Directions ▸
Reproduce all of the material below line for line, without changing a single character.

══ Data listing ══

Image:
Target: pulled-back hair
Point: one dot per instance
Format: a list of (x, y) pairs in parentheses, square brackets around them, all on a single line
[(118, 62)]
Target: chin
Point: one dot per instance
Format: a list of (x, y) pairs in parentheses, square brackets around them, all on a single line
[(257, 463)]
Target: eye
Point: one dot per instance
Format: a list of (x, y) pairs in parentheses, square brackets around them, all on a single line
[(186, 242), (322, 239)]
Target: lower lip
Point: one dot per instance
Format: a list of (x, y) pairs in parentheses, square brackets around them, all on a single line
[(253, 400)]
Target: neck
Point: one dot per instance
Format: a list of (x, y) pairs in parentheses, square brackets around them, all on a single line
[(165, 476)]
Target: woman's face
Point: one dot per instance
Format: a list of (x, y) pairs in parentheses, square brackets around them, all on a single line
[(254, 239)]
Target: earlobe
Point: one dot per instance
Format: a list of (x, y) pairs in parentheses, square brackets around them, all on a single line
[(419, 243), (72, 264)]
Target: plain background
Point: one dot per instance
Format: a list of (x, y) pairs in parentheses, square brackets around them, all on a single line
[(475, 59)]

═══

Solution to this problem ▸
Image:
Target: pulled-back hair
Point: one dot per instance
Format: a list of (x, y) pairs in parentheses, square brackets around them, all on a single line
[(118, 62)]
Target: chin
Point: one dot per instance
Format: a list of (x, y) pairs in parentheses, square brackets around them, all on a single line
[(257, 463)]
Target: eye
Point: one dot per instance
Format: a list of (x, y) pairs in parentheses, square brackets around them, all on a single line
[(186, 242), (322, 239)]
Target: lower lip
Point: one dot per instance
Format: a list of (x, y) pairs in parentheses, square brackets around them, all on a single line
[(253, 400)]
Target: neck
Point: one dot per instance
Format: a list of (x, y) pairs in parentheses, square brackets around them, all on a single line
[(165, 476)]
Target: woman's face
Point: one dot per instance
Format: a list of (x, y) pairs in parentheses, square brackets around them, all on a single line
[(254, 239)]
Target: earlobe
Point: one dot per instance
Format: a list of (x, y) pairs in parentheses, square brackets around them, all on a single line
[(419, 243), (72, 264)]
Target: plain background
Point: one dot per instance
Format: a list of (x, y) pairs in parentheses, square brackets around them, all on a single line
[(475, 59)]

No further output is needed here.